Please count the lines in the entries below that contain the word "every" and reply with only that number.

Labeled region records:
◇ ◇ ◇ ◇ ◇

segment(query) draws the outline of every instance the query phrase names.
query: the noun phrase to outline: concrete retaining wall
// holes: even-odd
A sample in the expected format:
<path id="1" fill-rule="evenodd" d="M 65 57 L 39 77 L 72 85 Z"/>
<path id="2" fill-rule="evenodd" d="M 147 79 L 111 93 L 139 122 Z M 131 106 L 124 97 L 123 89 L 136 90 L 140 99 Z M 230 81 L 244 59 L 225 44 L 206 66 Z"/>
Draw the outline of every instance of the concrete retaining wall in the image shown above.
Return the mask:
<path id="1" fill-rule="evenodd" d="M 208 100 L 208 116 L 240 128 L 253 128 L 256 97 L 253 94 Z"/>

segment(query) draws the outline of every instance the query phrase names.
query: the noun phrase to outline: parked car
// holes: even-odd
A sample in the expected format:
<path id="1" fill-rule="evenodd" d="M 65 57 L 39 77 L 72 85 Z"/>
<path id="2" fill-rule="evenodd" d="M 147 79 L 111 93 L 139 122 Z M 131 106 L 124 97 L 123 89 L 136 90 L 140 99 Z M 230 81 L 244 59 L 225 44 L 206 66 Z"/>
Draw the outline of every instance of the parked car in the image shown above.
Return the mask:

◇ ◇ ◇ ◇ ◇

**Task solution**
4